Extrait fourni:
--

Que révèle la crise à l'UMP ? «20 Minutes» a demandé à un publicitaire...
Treizième
jour de crise à l’UMP, avec la séparation actée des camps des deux
anciens candidats à la présidence du parti. L’élection de Jean-François
Copé est toujours contestée, alors que François Fillon a créé un groupe
dissident de l’UMP à l’Assemblée nationale. Une guerre qui laisse des
traces, les cotes de popularité des deux responsables politiques étant
en chute libre. Quelle image les deux hommes ont-ils aux yeux des
Français? Quelle place pour Nicolas Sarkozy?
20 Minutes a demandé à François Belley, publicitaire et auteur de
Ségolène la femme marque, sa vision de la crise.
Deux hommes, deux ambitions, un vote contesté pour la tête du parti...
Que révèle cette crise à l’UMP?
Une remarque générale tout d’abord. Cette crise, c’est un peu la
crise des trois «p». Crise du politique, du parti, de la primaire. La
première remise en question est celle du politique. L’image de ces
derniers est «abîmée», à cause, notamment, d’une ultrapersonnalisation
qui frise le narcissisme maladif dans le cas de Jean-François Copé et
François Fillon.
La deuxième remise en question est la perte de légitimité et le
manque de confiance dans le parti politique. Ce n’est pas nouveau, mais
elle apparaît de manière aigue dans cette crise. La troisième remise en
question, c’est cette histoire de primaire, qui a été vendue comme un
exercice démocratique tant par l’UMP, que le PS en 2008 ou
Europe-Ecologie les Verts en 2011.
A chaque fois, l’exercice de cette primaire s’est révélé
contre-productif et polémique. Ces élections internes semblent être des
machines à s’auto-détruire.
Les sondages tendent à révéler que François Fillon bénéficie d’une meilleure image que Jean-François Copé…
Je dirais plutôt que c’est un match nul entre eux deux. Ils incarnent
tous deux l’image de la défaite et de la division, alors que la
politique porte en elle le projet de victoire, de rassemblement et
d’avenir optimiste.

--

Enregistrements fournis:
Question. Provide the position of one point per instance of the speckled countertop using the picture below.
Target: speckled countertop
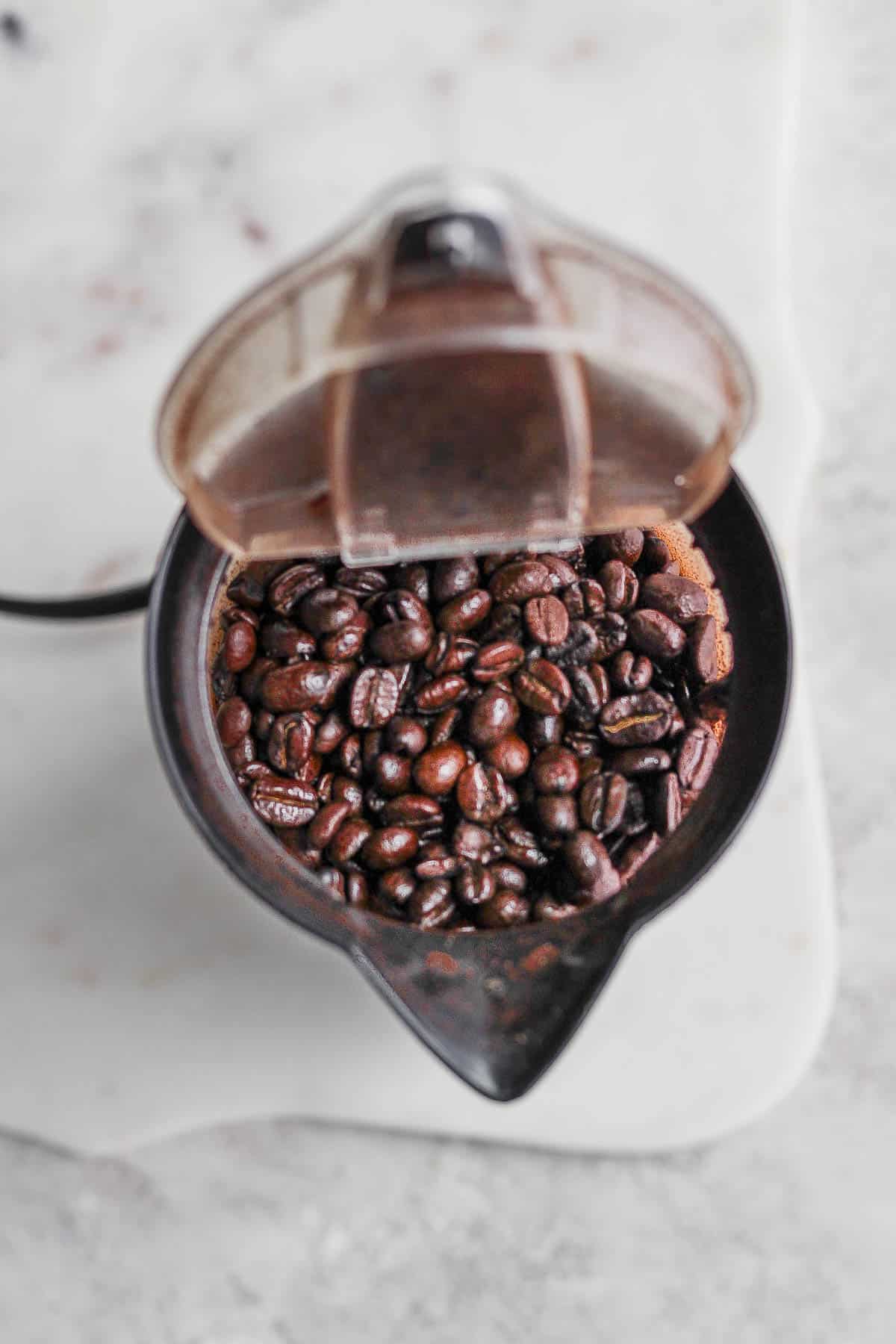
(279, 1231)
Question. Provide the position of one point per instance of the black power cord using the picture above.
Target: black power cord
(85, 608)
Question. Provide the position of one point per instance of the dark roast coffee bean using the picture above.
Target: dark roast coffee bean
(635, 721)
(240, 647)
(656, 635)
(547, 620)
(511, 756)
(450, 578)
(374, 698)
(697, 756)
(555, 771)
(499, 659)
(543, 687)
(437, 769)
(492, 717)
(679, 598)
(602, 803)
(704, 650)
(481, 793)
(504, 910)
(465, 612)
(620, 584)
(284, 803)
(641, 761)
(234, 721)
(299, 685)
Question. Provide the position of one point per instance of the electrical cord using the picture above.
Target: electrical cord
(87, 606)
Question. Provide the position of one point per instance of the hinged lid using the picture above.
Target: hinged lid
(455, 371)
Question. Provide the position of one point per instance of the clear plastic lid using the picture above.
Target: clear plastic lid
(454, 371)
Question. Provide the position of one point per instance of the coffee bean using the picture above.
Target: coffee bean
(374, 698)
(494, 660)
(521, 579)
(511, 756)
(432, 905)
(697, 756)
(682, 600)
(289, 588)
(240, 647)
(299, 685)
(465, 612)
(704, 650)
(555, 771)
(641, 761)
(547, 620)
(437, 769)
(450, 578)
(441, 694)
(481, 793)
(602, 803)
(620, 584)
(492, 717)
(284, 803)
(543, 687)
(234, 721)
(504, 910)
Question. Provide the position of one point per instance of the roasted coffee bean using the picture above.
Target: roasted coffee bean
(682, 600)
(361, 584)
(492, 717)
(374, 698)
(465, 612)
(476, 885)
(547, 620)
(481, 793)
(704, 650)
(640, 761)
(610, 633)
(697, 756)
(432, 905)
(555, 771)
(520, 844)
(556, 813)
(476, 843)
(441, 694)
(240, 647)
(511, 756)
(635, 721)
(391, 773)
(543, 687)
(494, 660)
(284, 803)
(444, 726)
(287, 589)
(656, 635)
(290, 742)
(234, 721)
(437, 769)
(504, 910)
(327, 823)
(625, 546)
(450, 578)
(602, 803)
(398, 886)
(348, 791)
(630, 671)
(391, 847)
(620, 584)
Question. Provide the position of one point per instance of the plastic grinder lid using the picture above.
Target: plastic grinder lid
(457, 371)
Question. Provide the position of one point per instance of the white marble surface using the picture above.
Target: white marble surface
(281, 1231)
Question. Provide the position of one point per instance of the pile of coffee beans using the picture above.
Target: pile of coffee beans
(476, 742)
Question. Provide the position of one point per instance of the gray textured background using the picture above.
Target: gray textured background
(287, 1231)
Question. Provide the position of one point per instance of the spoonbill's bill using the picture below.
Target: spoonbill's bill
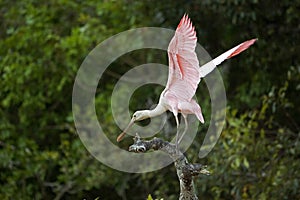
(184, 77)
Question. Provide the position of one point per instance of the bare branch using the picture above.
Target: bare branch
(185, 170)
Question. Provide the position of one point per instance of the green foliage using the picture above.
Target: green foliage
(42, 46)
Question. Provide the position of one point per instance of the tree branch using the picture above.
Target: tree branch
(185, 170)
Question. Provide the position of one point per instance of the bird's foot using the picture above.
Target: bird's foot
(138, 146)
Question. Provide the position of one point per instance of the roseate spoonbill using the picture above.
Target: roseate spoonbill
(184, 77)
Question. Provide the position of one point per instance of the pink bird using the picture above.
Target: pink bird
(184, 77)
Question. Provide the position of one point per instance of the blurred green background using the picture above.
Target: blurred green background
(43, 43)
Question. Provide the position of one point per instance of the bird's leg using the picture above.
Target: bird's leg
(185, 128)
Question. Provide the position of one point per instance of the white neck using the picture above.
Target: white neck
(158, 110)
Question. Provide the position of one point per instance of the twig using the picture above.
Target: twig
(185, 170)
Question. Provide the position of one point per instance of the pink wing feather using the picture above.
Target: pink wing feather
(184, 74)
(208, 67)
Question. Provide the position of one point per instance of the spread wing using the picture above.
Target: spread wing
(184, 74)
(208, 67)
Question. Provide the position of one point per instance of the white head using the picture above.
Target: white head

--

Liste des tâches:
(a) Dans l'extrait sur la crise à l'UMP, modifiez le passage commençant à «Que révèle cette» et se terminant à «Verts en 2011.» en y remplaçant «parti politique» par «mouvement politique».
(b) Prolongez l'extrait sur la crise à l'UMP au-delà de sa dernière phrase.

Tâches résolues:
(a)
Que révèle cette crise à l’UMP?
Une remarque générale tout d’abord. Cette crise, c’est un peu la
crise des trois «p». Crise du politique, du parti, de la primaire. La
première remise en question est celle du politique. L’image de ces
derniers est «abîmée», à cause, notamment, d’une ultrapersonnalisation
qui frise le narcissisme maladif dans le cas de Jean-François Copé et
François Fillon.
La deuxième remise en question est la perte de légitimité et le
manque de confiance dans le mouvement politique. Ce n’est pas nouveau, mais
elle apparaît de manière aigue dans cette crise. La troisième remise en
question, c’est cette histoire de primaire, qui a été vendue comme un
exercice démocratique tant par l’UMP, que le PS en 2008 ou
Europe-Ecologie les Verts en 2011.

(b)
L’un et l’autre ont donc, de manière égale, une image négative?
Tout deux en tout cas apparaissent comme une caricature de l’homme
politique, qui recherche à tout prix le pouvoir, quitte à faire des
magouilles. Ils semblent empêtrés dans une guerre d’égos. C’est une très
mauvaise publicité qui dégoûte le public par sa tournure
«politique-spectacle». En termes de sondages, la popularité de François
Fillon semble mieux résister que celle de Jean-François Copé, mais ce
dernier semble plus soutenu par les adhérents UMP. Mais pour le moment,
tout cela ne veut pas dire qu’en grand-chose. Mais les dégâts sont
grands, tant pour eux que pour leur parti.
Dans cette crise, y a-t-il une rupture de l’image de François Fillon et de Jean-François Copé?
Cela dépend de la personne. Pour Jean-François Copé, qui a promu la
«droite décomplexée» pendant sa campagne, il se montre aujourd’hui dur,
inflexible, presque rigide. Il y a une continuité dans son image, même
s’il paie «cash» ce style. Pour François Fillon, il y a au contraire une
rupture. Alors qu’il apparaissait auparavant comme un homme consensuel,
plutôt doux, cette crise le révèle sous un nouveau jour. Il n’apparaît
plus ni dans le rassemblement, l’éthique ou la dynamique positive en
créant un groupe parlementaire dissident. Il paie cette rupture d’image.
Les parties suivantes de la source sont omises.